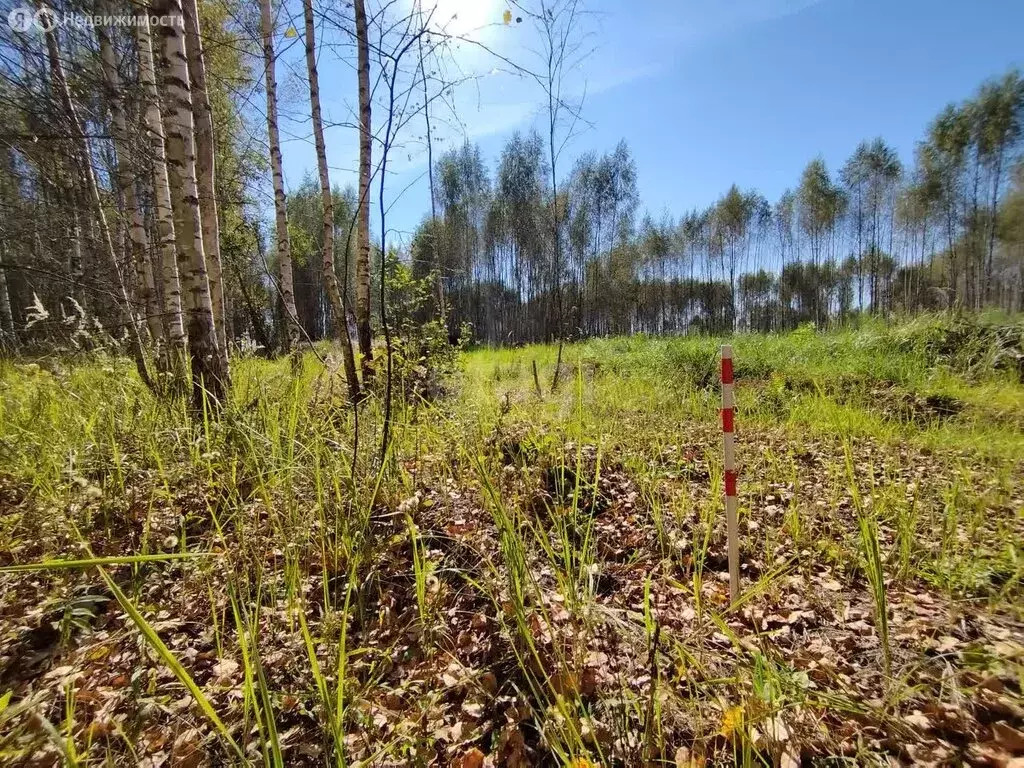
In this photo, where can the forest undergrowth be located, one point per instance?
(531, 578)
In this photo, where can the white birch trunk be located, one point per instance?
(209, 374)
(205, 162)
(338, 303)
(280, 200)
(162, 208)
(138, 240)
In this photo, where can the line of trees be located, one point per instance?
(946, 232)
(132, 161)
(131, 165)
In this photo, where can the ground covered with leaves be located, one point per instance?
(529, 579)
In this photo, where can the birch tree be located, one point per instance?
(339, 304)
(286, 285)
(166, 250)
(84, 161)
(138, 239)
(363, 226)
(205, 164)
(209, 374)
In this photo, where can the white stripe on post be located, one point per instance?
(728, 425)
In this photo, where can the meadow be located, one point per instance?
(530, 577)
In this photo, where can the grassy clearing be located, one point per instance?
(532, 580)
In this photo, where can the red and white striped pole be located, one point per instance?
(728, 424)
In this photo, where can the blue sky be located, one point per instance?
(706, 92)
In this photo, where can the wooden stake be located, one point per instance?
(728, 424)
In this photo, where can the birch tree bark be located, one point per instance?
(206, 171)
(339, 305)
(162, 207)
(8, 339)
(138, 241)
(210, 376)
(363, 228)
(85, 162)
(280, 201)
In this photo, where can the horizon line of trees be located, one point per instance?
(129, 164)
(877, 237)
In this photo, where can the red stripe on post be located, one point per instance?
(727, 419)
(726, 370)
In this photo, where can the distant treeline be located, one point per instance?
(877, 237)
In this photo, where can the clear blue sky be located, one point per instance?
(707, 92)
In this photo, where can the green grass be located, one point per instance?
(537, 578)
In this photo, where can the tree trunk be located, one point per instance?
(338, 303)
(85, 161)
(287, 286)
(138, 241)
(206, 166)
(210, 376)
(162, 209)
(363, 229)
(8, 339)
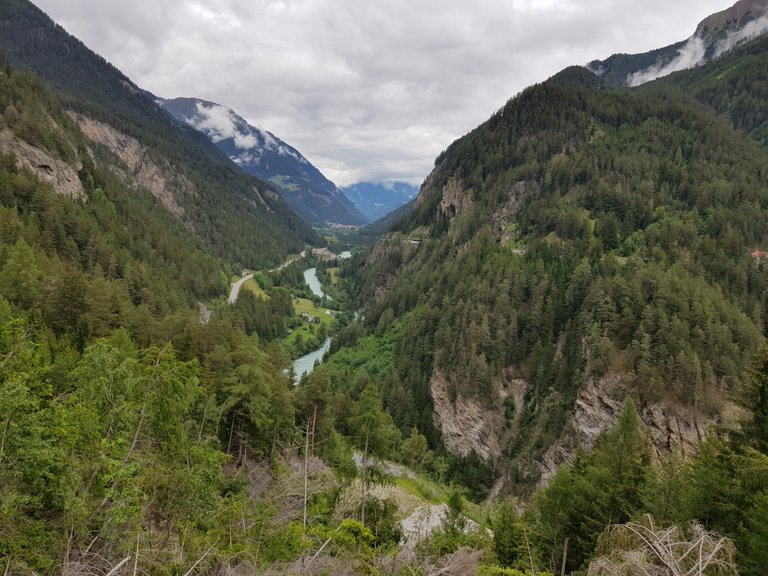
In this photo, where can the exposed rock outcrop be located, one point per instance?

——

Each line from the one containing "In this photo, where can the green" through the last line of the entries above is to be extracted exactly. Pictures are not part of the copy.

● COMPLETED EXERCISE
In this photo, where can the green grass be located, one point per instance?
(537, 578)
In this photo, where can the tree trunk be located, one point per instance?
(338, 303)
(85, 161)
(287, 286)
(138, 241)
(206, 166)
(210, 376)
(162, 209)
(363, 229)
(8, 339)
In this photo, where can the exposed rock outcrop be located, one point per instance?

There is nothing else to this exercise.